Source records:
<<<<
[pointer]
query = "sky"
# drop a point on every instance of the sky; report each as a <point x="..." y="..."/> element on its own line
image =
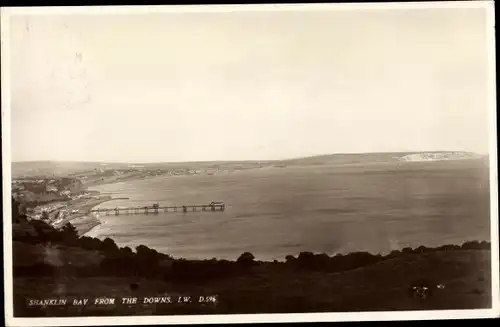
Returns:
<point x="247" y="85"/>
>>>>
<<<<
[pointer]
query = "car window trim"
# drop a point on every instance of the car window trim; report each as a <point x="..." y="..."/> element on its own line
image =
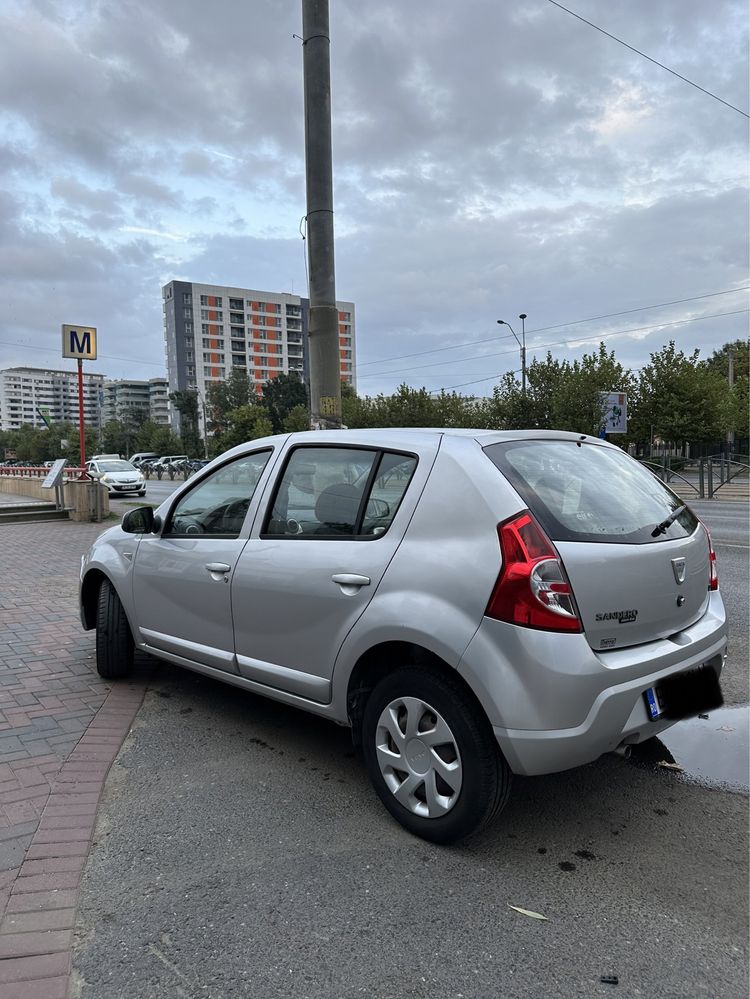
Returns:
>>>>
_What is asked:_ How many lines of the material above contain the string "element", matching case exactly? Count them and reply with the number alone.

_Task solution:_ 2